* TASK BRIEF *
Would you copy out only the lines from the one with "Annotate the dense green" to the end of the records, exactly as they stand?

[[ RECORDED INFORMATION, beginning ]]

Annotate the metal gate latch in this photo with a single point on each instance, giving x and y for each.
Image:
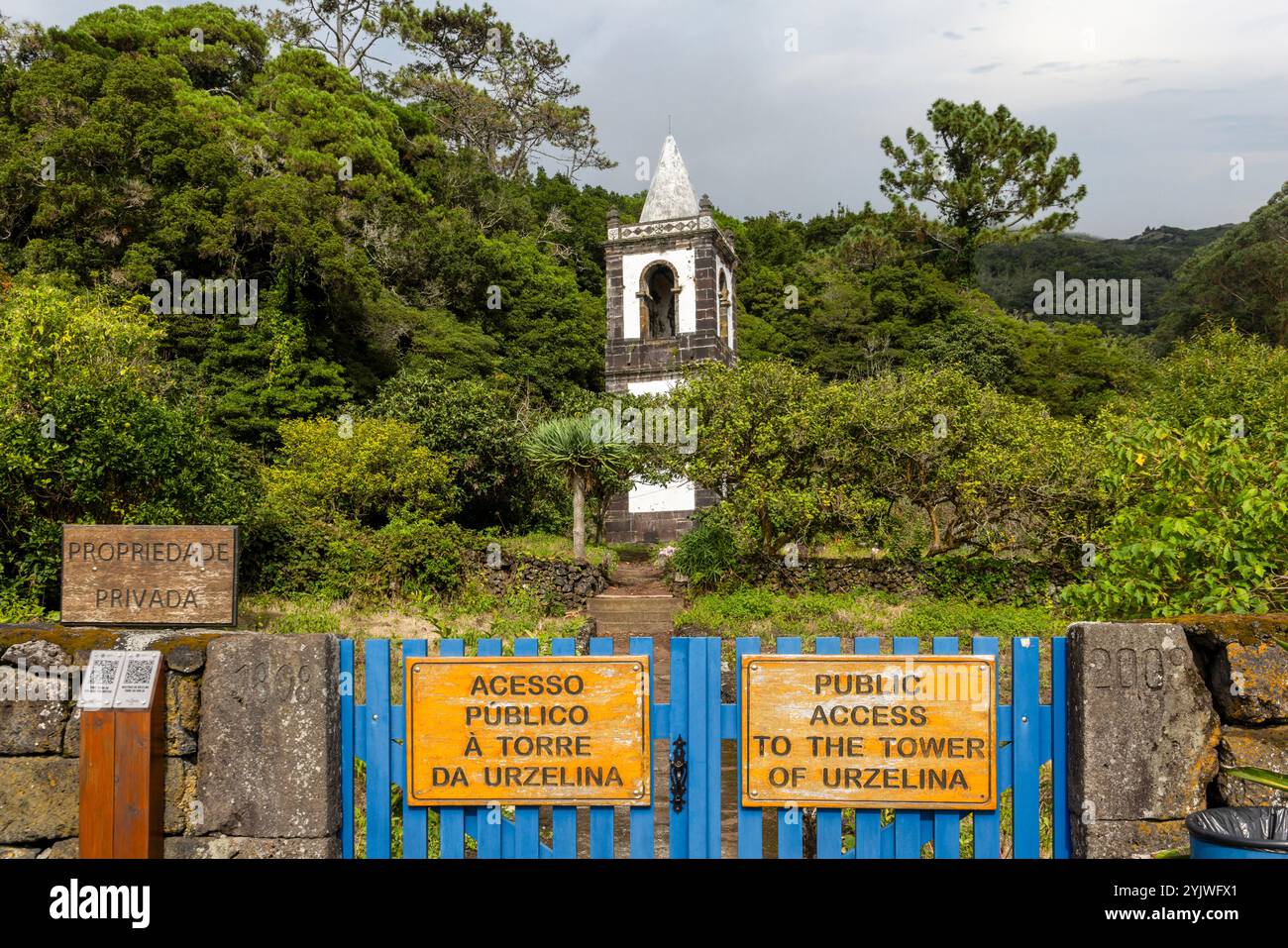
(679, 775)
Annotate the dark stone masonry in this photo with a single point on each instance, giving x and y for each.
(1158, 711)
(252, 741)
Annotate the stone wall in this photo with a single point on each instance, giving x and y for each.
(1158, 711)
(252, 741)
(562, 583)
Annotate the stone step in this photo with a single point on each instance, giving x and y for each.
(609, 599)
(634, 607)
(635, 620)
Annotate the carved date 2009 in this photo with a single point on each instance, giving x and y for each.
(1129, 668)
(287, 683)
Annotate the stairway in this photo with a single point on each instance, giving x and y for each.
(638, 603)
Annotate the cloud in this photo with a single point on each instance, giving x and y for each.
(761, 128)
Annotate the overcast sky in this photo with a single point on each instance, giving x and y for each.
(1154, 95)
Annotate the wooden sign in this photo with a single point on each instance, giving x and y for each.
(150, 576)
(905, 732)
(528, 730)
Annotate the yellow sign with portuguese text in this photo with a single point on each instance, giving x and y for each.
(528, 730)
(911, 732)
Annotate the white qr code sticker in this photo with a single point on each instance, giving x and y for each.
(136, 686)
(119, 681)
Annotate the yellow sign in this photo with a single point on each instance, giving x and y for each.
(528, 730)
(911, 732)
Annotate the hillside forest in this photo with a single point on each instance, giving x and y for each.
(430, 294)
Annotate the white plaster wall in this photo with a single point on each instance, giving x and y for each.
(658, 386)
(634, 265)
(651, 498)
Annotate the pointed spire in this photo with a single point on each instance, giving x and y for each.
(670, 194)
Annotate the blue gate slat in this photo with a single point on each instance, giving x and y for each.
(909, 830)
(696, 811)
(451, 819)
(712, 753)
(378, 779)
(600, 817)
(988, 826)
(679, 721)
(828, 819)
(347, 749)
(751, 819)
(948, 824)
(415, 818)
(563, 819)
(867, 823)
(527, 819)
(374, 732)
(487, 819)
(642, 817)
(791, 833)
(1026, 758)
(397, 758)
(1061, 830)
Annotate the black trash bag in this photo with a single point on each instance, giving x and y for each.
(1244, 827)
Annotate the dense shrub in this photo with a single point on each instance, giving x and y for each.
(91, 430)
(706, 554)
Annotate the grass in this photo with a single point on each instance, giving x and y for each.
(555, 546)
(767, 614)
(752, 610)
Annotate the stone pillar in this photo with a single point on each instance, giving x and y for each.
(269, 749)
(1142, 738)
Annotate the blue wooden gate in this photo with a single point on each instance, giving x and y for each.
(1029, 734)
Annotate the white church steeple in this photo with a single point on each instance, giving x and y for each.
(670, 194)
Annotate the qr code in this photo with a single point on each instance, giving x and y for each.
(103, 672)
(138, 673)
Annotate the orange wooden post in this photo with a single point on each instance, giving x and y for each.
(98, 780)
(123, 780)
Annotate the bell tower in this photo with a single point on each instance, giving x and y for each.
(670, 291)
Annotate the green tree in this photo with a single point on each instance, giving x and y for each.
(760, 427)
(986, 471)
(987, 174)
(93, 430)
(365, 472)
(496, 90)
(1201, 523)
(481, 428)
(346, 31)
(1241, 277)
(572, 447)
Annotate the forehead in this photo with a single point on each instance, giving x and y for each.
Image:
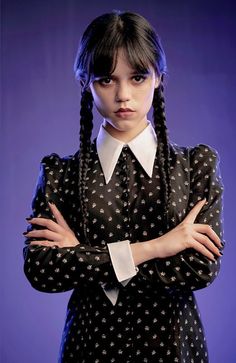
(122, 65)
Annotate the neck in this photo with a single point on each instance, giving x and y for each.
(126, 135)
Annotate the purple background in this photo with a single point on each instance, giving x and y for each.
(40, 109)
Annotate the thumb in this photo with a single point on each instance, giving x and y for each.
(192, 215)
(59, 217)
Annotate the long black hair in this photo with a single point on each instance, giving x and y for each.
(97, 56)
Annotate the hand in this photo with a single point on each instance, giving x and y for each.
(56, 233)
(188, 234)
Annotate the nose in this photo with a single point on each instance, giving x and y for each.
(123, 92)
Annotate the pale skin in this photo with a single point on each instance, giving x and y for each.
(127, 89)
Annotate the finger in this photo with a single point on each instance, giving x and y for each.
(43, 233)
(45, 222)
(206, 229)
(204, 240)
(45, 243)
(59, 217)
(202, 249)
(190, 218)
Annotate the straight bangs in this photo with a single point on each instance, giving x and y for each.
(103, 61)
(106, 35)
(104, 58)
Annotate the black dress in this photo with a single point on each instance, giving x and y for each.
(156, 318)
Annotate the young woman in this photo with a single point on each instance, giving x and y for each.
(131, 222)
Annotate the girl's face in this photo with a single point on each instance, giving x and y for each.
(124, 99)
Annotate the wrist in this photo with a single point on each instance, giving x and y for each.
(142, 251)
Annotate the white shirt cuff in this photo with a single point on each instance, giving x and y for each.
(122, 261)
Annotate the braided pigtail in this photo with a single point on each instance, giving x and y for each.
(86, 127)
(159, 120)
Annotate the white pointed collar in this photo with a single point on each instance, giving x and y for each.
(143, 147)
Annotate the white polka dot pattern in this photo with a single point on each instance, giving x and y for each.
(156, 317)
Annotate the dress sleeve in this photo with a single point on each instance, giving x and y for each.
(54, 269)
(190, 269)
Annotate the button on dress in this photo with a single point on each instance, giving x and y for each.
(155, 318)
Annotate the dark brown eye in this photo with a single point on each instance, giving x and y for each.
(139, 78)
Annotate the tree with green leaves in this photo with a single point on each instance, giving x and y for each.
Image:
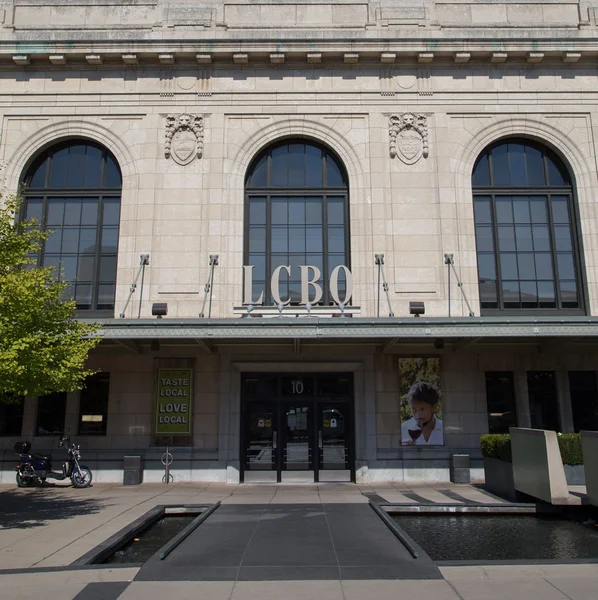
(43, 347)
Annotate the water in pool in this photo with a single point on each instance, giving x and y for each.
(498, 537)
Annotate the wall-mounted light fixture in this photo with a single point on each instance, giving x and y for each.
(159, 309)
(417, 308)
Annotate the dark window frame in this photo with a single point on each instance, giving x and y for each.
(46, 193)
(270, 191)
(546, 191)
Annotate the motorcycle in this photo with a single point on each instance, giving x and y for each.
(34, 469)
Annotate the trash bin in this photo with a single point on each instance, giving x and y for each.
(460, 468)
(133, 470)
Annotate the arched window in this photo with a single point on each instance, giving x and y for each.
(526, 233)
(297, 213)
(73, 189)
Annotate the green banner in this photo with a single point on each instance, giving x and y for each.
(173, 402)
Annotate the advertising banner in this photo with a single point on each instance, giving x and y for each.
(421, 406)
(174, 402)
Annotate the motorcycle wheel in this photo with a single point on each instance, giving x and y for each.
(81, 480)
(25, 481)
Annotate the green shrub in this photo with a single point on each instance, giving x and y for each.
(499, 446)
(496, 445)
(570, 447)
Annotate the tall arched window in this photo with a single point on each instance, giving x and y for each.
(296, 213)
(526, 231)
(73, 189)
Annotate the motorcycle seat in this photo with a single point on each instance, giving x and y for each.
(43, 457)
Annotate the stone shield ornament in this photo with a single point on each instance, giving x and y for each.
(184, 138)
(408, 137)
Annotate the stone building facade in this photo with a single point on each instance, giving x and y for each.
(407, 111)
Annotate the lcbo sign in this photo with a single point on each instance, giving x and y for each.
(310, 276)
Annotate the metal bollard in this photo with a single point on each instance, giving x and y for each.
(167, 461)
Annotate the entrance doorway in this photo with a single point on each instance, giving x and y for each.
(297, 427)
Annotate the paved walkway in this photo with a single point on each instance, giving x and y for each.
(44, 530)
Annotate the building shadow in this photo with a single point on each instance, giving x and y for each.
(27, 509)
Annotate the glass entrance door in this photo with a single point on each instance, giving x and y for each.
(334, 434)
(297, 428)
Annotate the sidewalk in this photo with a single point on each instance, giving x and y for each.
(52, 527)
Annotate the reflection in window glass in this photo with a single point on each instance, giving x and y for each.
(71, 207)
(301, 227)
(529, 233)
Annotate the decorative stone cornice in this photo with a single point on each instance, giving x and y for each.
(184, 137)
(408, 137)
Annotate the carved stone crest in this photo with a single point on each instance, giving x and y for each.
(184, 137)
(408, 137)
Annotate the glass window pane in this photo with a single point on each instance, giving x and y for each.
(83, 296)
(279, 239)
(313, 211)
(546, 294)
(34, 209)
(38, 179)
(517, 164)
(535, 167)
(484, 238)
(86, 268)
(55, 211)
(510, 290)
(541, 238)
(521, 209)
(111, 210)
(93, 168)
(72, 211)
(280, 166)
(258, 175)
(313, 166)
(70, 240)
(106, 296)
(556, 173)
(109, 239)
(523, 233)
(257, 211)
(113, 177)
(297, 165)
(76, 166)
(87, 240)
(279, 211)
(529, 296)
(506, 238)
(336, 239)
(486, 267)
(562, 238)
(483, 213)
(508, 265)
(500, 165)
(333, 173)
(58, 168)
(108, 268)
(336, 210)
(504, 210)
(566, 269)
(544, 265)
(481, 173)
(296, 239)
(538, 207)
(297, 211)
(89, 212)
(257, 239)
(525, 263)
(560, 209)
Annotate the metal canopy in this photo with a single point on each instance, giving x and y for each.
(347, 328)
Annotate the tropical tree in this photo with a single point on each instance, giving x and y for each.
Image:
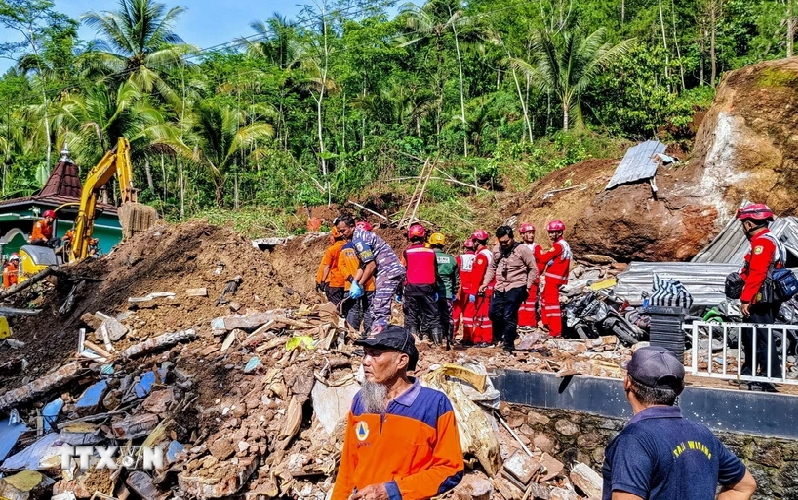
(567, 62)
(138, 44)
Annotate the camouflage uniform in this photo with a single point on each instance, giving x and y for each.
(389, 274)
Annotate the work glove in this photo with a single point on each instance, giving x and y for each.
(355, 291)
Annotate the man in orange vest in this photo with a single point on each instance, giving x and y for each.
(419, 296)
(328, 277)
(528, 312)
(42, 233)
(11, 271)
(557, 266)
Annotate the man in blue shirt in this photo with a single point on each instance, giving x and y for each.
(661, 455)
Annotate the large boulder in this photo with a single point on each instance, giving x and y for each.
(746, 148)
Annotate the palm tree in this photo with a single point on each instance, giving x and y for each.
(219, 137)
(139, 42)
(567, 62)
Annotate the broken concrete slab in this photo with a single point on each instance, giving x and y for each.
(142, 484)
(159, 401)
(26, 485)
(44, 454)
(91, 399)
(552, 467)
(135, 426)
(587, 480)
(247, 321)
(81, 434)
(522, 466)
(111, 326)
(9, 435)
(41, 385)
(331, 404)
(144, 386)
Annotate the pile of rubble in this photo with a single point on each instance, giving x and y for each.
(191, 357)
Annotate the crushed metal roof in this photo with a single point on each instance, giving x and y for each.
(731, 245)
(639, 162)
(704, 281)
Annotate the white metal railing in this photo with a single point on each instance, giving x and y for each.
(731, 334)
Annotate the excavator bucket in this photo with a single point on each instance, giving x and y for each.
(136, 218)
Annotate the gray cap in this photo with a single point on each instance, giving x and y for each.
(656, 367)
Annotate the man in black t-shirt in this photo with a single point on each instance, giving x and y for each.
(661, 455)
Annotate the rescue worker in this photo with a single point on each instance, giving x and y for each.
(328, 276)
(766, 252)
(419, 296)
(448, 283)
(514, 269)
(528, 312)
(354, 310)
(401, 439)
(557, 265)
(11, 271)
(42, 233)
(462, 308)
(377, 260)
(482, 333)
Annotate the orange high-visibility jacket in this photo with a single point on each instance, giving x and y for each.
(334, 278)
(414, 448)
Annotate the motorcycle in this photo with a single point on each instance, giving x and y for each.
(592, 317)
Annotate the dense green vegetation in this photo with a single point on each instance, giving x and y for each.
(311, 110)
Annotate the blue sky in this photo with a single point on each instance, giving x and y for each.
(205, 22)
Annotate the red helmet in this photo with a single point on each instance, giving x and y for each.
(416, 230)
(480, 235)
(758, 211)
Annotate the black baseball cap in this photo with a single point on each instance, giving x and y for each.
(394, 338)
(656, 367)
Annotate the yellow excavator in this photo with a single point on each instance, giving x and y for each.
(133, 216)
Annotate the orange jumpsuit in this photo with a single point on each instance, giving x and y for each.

[[ RECORDED INFORMATION, end ]]

* RESPONSE TO THE TASK *
Annotate the dense green vegetation in this photo with a single point on each instance, giving x and y for each.
(311, 110)
Annotate the blue sky in this photo with a single point on each instance, giving x and y for each.
(205, 22)
Annotate the red helmet in this photo with a single point on each instance, giving x and y for each.
(416, 230)
(480, 235)
(758, 211)
Annotate the black baseball cap in this photo with a single point on each instance, giving x and y for each.
(394, 338)
(656, 367)
Annotate the yellow excavator in this photo with a single point on each instance, giving x and y for each.
(133, 216)
Annotate the orange jumpsuit in this photo with a single point on each instance, giving x and y for each.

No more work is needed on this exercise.